WHAT YOU ARE ASKED TO DO: Pick each line containing the word "uniform" out of the data below.
□ □ □
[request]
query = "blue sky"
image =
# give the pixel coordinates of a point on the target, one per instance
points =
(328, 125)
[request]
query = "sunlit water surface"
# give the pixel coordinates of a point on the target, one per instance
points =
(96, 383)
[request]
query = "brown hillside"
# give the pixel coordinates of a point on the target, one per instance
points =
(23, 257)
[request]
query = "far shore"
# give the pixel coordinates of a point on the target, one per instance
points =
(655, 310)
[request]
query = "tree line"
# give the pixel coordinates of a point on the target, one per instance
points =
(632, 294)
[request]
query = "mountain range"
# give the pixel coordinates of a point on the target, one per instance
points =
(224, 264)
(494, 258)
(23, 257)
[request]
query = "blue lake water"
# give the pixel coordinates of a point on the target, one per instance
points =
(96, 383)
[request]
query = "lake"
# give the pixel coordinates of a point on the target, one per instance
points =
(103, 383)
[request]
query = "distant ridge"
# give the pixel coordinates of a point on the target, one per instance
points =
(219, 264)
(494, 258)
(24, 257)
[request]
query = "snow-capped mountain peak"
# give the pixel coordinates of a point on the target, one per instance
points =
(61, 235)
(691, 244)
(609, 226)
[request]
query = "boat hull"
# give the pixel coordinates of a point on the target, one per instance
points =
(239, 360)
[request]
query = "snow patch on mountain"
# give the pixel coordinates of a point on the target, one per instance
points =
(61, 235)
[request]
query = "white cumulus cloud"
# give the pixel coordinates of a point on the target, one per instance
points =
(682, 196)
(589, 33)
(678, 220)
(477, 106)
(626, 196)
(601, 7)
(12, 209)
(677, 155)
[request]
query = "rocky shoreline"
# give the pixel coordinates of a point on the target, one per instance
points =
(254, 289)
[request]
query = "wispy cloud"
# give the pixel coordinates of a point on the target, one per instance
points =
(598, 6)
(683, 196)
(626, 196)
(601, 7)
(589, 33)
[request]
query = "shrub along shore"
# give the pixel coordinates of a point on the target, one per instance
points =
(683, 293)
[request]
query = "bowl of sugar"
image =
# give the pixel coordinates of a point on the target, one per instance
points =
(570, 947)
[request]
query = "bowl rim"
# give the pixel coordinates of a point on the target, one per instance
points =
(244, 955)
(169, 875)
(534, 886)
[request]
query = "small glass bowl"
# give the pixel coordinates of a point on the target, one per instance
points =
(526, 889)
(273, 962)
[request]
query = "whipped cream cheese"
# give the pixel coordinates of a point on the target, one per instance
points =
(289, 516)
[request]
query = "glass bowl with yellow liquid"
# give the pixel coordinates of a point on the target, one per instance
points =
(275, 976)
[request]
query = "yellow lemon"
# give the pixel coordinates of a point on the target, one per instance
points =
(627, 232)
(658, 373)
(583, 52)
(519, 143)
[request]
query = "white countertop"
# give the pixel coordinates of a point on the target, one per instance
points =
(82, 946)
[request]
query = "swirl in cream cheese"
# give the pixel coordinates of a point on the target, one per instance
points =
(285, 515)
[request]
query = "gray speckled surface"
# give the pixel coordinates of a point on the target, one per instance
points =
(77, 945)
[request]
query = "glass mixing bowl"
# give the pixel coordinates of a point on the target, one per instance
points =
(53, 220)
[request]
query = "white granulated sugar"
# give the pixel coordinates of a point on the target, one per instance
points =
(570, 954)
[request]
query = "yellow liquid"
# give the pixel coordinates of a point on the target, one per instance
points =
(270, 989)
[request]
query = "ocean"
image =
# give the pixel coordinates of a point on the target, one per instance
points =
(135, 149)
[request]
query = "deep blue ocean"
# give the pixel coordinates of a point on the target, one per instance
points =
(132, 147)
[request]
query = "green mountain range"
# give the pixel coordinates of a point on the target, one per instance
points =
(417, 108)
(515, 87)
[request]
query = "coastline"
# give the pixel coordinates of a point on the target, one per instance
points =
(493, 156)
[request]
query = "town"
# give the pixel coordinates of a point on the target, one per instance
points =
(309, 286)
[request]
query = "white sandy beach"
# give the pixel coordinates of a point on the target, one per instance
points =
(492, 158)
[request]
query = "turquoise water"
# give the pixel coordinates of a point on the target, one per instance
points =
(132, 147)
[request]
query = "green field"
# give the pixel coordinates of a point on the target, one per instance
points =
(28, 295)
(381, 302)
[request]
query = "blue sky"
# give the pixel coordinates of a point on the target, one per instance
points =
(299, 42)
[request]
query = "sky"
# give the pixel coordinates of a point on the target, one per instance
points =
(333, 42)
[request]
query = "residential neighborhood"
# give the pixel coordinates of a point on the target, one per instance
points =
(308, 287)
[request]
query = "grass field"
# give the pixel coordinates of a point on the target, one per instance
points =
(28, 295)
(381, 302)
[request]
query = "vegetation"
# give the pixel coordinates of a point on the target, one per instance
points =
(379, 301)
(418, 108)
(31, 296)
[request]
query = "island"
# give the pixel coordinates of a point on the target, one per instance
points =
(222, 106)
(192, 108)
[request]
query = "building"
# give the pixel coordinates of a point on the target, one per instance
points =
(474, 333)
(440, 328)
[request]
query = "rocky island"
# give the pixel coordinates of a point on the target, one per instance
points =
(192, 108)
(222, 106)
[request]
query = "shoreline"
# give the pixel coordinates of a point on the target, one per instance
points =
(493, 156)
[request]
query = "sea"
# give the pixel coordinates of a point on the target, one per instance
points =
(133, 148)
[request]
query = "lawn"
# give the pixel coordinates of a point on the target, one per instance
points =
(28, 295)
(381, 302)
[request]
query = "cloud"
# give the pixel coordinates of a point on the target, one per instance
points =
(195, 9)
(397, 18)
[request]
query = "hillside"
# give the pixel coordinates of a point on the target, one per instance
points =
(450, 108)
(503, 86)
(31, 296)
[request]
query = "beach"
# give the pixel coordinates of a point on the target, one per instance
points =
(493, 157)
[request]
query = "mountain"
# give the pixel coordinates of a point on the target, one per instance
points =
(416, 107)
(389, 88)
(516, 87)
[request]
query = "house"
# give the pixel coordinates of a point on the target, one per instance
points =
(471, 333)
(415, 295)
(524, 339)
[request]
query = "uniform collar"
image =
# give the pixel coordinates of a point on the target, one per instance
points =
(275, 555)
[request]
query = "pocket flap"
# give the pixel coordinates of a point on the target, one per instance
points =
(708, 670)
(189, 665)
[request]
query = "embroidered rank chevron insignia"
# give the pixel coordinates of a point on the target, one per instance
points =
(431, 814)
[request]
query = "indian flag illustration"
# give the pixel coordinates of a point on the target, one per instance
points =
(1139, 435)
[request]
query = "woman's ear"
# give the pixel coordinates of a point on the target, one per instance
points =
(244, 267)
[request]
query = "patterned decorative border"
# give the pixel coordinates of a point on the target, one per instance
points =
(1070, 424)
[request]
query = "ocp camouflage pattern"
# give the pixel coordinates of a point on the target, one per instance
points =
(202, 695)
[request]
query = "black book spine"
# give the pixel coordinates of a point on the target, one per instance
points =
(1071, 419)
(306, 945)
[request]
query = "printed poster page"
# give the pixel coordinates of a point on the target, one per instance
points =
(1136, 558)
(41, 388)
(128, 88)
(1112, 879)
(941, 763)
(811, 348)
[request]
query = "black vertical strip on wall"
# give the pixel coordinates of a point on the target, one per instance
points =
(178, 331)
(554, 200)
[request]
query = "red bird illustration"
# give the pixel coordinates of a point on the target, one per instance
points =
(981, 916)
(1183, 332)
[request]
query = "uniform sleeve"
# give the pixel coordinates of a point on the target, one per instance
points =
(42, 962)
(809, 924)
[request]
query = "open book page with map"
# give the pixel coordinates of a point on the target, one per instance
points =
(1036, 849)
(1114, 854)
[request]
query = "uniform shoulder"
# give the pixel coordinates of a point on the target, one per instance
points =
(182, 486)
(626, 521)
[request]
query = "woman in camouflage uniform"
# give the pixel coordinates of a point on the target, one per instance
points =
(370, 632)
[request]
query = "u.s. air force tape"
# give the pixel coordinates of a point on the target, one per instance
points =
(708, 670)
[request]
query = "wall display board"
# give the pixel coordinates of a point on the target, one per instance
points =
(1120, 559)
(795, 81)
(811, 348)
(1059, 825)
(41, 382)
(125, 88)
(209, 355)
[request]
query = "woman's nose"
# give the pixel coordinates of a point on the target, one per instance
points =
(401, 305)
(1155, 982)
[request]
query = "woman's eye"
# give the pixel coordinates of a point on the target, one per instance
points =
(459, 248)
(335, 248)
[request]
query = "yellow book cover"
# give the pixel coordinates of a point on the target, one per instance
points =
□ □ □
ANSWER BOX:
query = "uniform collar"
query = "uniform sleeve"
query = "uniform shoulder"
query = "woman in camouflage uniform"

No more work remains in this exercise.